The exercise: Without the images, output each record below as it stands.

Given records:
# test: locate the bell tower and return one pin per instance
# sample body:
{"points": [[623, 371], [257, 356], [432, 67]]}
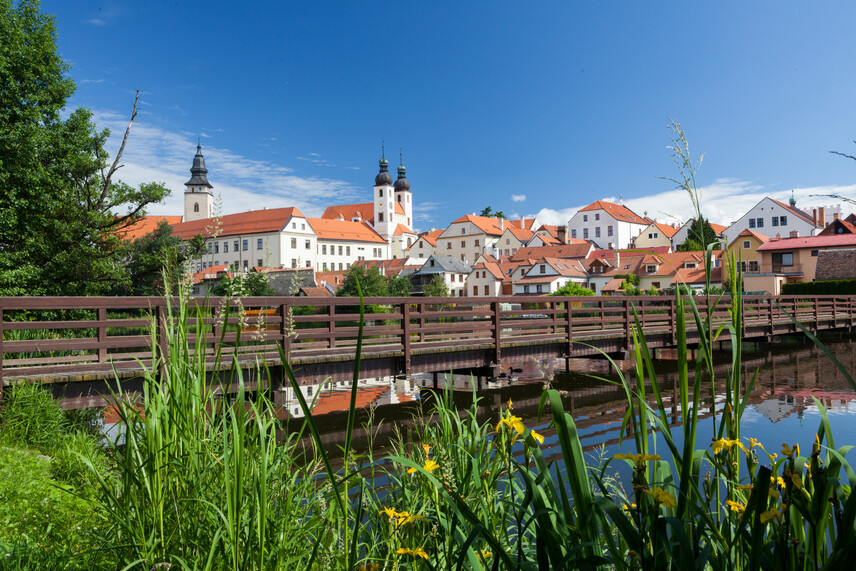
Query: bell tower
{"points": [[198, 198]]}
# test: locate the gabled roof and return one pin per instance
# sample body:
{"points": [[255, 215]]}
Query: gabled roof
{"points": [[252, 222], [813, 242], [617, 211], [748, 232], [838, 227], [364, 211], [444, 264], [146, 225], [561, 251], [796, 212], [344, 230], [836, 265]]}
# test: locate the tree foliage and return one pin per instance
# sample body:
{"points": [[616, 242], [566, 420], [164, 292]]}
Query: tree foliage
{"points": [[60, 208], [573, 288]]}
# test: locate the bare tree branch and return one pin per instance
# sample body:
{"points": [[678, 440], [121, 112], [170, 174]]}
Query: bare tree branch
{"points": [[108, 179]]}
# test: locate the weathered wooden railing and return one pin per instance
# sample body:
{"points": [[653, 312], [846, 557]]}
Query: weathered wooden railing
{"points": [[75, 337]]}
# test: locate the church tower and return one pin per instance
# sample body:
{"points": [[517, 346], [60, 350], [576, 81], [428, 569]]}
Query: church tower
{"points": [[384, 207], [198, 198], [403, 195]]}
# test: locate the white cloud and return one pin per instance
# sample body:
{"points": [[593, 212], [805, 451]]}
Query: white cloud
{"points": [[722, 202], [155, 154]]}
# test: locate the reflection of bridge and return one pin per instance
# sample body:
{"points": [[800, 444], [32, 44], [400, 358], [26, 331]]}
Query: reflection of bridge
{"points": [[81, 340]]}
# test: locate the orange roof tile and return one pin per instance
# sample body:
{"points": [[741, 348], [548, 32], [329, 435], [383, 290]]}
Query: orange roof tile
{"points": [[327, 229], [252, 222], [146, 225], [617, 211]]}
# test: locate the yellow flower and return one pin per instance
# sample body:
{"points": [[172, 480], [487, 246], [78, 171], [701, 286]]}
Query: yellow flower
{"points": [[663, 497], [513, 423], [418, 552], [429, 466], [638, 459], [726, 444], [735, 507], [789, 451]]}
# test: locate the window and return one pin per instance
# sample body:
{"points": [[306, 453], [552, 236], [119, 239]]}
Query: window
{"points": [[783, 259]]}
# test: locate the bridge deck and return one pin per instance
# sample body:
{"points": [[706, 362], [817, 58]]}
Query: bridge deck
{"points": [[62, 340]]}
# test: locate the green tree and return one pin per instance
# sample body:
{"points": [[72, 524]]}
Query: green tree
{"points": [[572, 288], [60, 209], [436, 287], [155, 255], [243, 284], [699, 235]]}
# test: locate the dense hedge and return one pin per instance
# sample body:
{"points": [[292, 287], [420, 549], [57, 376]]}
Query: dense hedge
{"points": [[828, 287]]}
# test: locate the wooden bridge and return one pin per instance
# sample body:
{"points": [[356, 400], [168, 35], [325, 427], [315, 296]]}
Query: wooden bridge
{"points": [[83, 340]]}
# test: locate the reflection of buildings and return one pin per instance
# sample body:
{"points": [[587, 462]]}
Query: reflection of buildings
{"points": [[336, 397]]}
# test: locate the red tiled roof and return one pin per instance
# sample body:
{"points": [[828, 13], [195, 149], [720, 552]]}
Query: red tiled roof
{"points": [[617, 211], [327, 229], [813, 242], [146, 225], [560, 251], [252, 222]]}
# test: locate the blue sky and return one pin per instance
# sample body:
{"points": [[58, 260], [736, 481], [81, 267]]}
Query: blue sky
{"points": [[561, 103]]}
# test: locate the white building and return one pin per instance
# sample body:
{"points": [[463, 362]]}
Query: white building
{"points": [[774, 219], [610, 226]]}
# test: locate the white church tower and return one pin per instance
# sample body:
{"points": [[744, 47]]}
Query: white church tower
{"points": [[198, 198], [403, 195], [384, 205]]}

Task response:
# test: locate the bell tower and return one pin per instance
# sample body:
{"points": [[623, 371], [257, 356], [432, 67]]}
Query: bell tower
{"points": [[198, 198]]}
# test: locate the gabled roof and return one pin per instance
# sample body:
{"points": [[255, 215]]}
Query: gabled roof
{"points": [[252, 222], [813, 242], [617, 211], [748, 232], [838, 227], [364, 211], [444, 264], [146, 225], [561, 251], [796, 212], [344, 230], [836, 265]]}
# test: locate the tree foliage and return one pin per instance
# sample body:
{"points": [[616, 242], [566, 420], [164, 292]]}
Query: tree foliage
{"points": [[60, 208], [573, 288]]}
# test: locate the bare tree branch and return one pin per instance
# sample body:
{"points": [[678, 440], [121, 112], [170, 174]]}
Query: bare tree branch
{"points": [[108, 179]]}
# test: locate the weathered wooden railing and return one pin per instance
# sample body:
{"points": [[653, 312], [846, 557]]}
Query: weathered wooden railing
{"points": [[75, 337]]}
# test: locate the church tower and return one pin per instance
# sample body:
{"points": [[517, 346], [60, 350], [576, 81], [428, 569]]}
Query: church tower
{"points": [[384, 207], [198, 198], [403, 195]]}
# test: locate the white cloud and return one pin per instance
# sample body:
{"points": [[593, 212], [805, 451]]}
Query: white cloud
{"points": [[722, 202], [155, 154]]}
# test: locate the reflection of bridge and return one pin per instance
# sample body:
{"points": [[800, 444], [32, 44], [400, 358], [26, 331]]}
Query: reflection of bridge
{"points": [[81, 340]]}
# test: locate the orange roof tile and return one pin per instance
# sample body:
{"points": [[741, 348], [548, 32], [329, 435], [383, 290]]}
Query: orange roof tile
{"points": [[327, 229], [252, 222], [146, 225], [617, 211]]}
# test: locate the yellow flower and return one pin per instance
# sample body:
{"points": [[172, 480], [487, 246], [78, 171], [701, 286]]}
Query: yellow flower
{"points": [[663, 497], [513, 423], [418, 552], [429, 466], [638, 459], [726, 444], [735, 507], [789, 451]]}
# test: locate the window and return one pin per instance
# sample body:
{"points": [[306, 453], [552, 236], [119, 239]]}
Query: window
{"points": [[783, 259]]}
# test: locate the bridge deck and return one pin per instance
# sample body:
{"points": [[706, 362], [817, 58]]}
Query: bridge deck
{"points": [[62, 340]]}
# test: locate the green tree and return one pin per instance
# sample body:
{"points": [[72, 524]]}
Query: green tree
{"points": [[572, 288], [60, 209], [436, 287], [155, 255], [243, 284], [699, 235]]}
# test: locate the dense hedge and return one pin per instance
# sample body:
{"points": [[292, 287], [420, 549], [57, 376]]}
Query: dense hedge
{"points": [[828, 287]]}
# test: locate the wooden bridge and return one pin per instance
# sample body:
{"points": [[356, 400], [168, 35], [325, 427], [315, 296]]}
Query: wooden bridge
{"points": [[83, 340]]}
# test: locate the reflection of buildings and return one pin per instance
# sample body:
{"points": [[587, 462]]}
Query: reflection of buildings
{"points": [[336, 397]]}
# test: locate the red tiled roof and return one pin per instance
# sample body:
{"points": [[828, 13], [195, 149], [720, 552]]}
Query: red tiled roof
{"points": [[617, 211], [327, 229], [813, 242], [146, 225], [560, 251], [252, 222]]}
# test: locate the blue sky and return one pin per instance
# sample body:
{"points": [[58, 260], [736, 481], [81, 267]]}
Query: blue sky
{"points": [[561, 103]]}
# test: locate the white building and return one pin per instance
# sample body:
{"points": [[463, 362]]}
Query: white building
{"points": [[774, 219], [610, 226]]}
# test: locate the white church tower and return one pin per instance
# sample body:
{"points": [[744, 47]]}
Query: white church tower
{"points": [[198, 198], [403, 195], [384, 205]]}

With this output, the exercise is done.